Output all lines exactly, with nothing added or dropped.

▶ _Extracted entries_:

━━━━━━━━━━

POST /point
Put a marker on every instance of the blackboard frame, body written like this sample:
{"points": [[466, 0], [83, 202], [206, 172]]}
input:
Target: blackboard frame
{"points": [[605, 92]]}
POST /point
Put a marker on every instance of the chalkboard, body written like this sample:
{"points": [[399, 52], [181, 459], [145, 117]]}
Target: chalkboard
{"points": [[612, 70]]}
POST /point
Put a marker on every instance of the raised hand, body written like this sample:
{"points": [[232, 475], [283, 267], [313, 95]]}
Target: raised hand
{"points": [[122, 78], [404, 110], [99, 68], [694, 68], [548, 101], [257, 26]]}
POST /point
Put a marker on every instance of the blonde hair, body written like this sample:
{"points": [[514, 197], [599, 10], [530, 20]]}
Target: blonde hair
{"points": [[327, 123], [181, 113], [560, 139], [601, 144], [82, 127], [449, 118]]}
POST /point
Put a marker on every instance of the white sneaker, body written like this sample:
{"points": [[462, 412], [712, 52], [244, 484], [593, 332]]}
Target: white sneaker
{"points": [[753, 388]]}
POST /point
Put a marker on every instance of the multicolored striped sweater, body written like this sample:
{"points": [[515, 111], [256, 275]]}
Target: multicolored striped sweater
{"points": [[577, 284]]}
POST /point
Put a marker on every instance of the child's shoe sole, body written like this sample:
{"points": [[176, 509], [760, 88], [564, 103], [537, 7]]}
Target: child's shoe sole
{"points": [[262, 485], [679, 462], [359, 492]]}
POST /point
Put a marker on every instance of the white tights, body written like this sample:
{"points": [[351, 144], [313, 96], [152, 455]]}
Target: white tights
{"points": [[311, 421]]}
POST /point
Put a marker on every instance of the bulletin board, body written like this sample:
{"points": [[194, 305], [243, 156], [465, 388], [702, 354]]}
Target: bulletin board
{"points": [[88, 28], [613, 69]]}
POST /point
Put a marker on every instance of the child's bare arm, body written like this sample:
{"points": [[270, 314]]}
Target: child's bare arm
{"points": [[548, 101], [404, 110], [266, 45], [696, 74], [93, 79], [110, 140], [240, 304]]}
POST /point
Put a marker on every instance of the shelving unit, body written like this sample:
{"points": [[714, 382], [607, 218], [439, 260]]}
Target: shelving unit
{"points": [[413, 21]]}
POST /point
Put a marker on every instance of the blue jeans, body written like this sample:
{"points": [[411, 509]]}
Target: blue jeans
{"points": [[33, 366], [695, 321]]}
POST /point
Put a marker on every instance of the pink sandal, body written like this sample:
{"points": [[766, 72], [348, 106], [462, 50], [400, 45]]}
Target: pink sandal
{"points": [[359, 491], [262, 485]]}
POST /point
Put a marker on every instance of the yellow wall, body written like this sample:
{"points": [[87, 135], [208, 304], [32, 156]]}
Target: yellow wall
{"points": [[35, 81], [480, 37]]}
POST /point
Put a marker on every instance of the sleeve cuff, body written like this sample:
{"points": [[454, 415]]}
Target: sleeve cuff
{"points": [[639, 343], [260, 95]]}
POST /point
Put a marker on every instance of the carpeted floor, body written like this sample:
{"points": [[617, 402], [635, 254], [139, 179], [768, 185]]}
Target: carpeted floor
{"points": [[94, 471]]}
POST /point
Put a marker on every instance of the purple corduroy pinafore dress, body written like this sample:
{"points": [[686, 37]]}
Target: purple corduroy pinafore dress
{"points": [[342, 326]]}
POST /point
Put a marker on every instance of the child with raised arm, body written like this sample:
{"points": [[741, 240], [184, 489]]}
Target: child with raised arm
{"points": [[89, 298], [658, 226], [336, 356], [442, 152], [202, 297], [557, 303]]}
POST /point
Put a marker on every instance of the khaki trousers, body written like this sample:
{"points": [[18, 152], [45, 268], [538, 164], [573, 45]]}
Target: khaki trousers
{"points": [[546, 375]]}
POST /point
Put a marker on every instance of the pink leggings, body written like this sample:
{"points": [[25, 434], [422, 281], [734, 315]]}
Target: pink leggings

━━━━━━━━━━

▶ _Task output_:
POST /point
Put a marker on every instance of the blackboard frame, body written like this sample:
{"points": [[466, 0], [83, 202], [206, 172]]}
input:
Target: blackboard frame
{"points": [[605, 92]]}
POST /point
Put a marker on every instance of the chalkboard, body written like this sample:
{"points": [[399, 52], [181, 459], [145, 117]]}
Target: chalkboard
{"points": [[612, 70]]}
POST /point
Put a marker on every instance of the raised hand, body written like this sample:
{"points": [[232, 475], [283, 267], [313, 95]]}
Target: raised hand
{"points": [[122, 78], [404, 110], [99, 68], [694, 68], [548, 101], [257, 26]]}
POST /point
Put a marker on every instance of the blonde hair, body written like this sample:
{"points": [[514, 197], [599, 10], [530, 20]]}
Target: blonde hair
{"points": [[327, 123], [181, 113], [560, 139], [601, 144], [82, 127], [449, 118]]}
POST /point
Put a marker on every instance of the white sneaker, body written like this sample:
{"points": [[462, 412], [712, 52], [244, 484], [593, 332]]}
Target: white sneaker
{"points": [[753, 388]]}
POST /point
Put a marker on every instance of the multicolored striped sweater, body written like this sample:
{"points": [[515, 111], [256, 275]]}
Target: multicolored striped sweater
{"points": [[577, 284]]}
POST /point
Put a marker on every instance of the child's shoe sole, body written like this sample:
{"points": [[176, 509], [760, 88], [564, 103], [537, 7]]}
Target: child's shoe sole
{"points": [[262, 485], [679, 462], [359, 492]]}
POST /point
Put a marker on every instance of the white tights, body written like this sample:
{"points": [[351, 144], [313, 96], [152, 455]]}
Target: white tights
{"points": [[311, 421]]}
POST /point
Put a marker on every instance of the bulletin board, body written like this sample:
{"points": [[194, 305], [243, 156], [465, 388], [702, 354]]}
Target: bulletin board
{"points": [[88, 28], [613, 69]]}
POST /point
Put a marker on every instance of the child's bare arm, body written like this sample:
{"points": [[270, 314]]}
Target: child's bare arm
{"points": [[548, 101], [404, 110], [266, 45], [696, 74], [93, 79], [110, 140], [240, 304]]}
POST /point
Put a marker on every instance of the shelving unit, body written like this sample:
{"points": [[714, 382], [607, 218], [439, 260]]}
Target: shelving unit
{"points": [[413, 21]]}
POST /point
Put a marker on every instance of the blue jeans, body written like this sample:
{"points": [[411, 509]]}
Target: blue jeans
{"points": [[33, 366], [695, 321]]}
POST /point
Put a marker on every instance of the pink sandal, body written like this sample:
{"points": [[766, 72], [348, 106], [462, 50], [400, 45]]}
Target: pink sandal
{"points": [[359, 491], [262, 485]]}
POST /point
Put a marker on every instance of the yellow wall, body written like this sample:
{"points": [[87, 135], [208, 304], [32, 156]]}
Target: yellow wall
{"points": [[35, 81], [480, 37]]}
POST /point
Put a marker on every instance of the sleeve cuff, body written like this sample:
{"points": [[454, 415]]}
Target: sleeve cuff
{"points": [[639, 343], [260, 95]]}
POST /point
Put a marker on every instance of the carpeted floor, body written like this sample:
{"points": [[617, 402], [635, 254], [139, 179], [768, 185]]}
Target: carpeted floor
{"points": [[94, 471]]}
POST /point
Put a marker on every instance of the purple corduroy pinafore dress, body written like this sample:
{"points": [[686, 37]]}
Target: purple corduroy pinafore dress
{"points": [[342, 326]]}
POST /point
Put a marker on every instance of the child with raised arm, body written like this sample:
{"points": [[741, 240], [184, 489]]}
Target: child with raised arm
{"points": [[89, 298], [658, 226], [336, 356], [442, 152], [202, 297], [557, 303]]}
POST /point
Put a marker on every instance of the khaki trousers, body written like this sample:
{"points": [[18, 152], [45, 268], [538, 164], [573, 45]]}
Target: khaki trousers
{"points": [[546, 375]]}
POST /point
Put a marker on every instance of the pink leggings, body written like this sample:
{"points": [[25, 434], [422, 281], [734, 315]]}
Target: pink leggings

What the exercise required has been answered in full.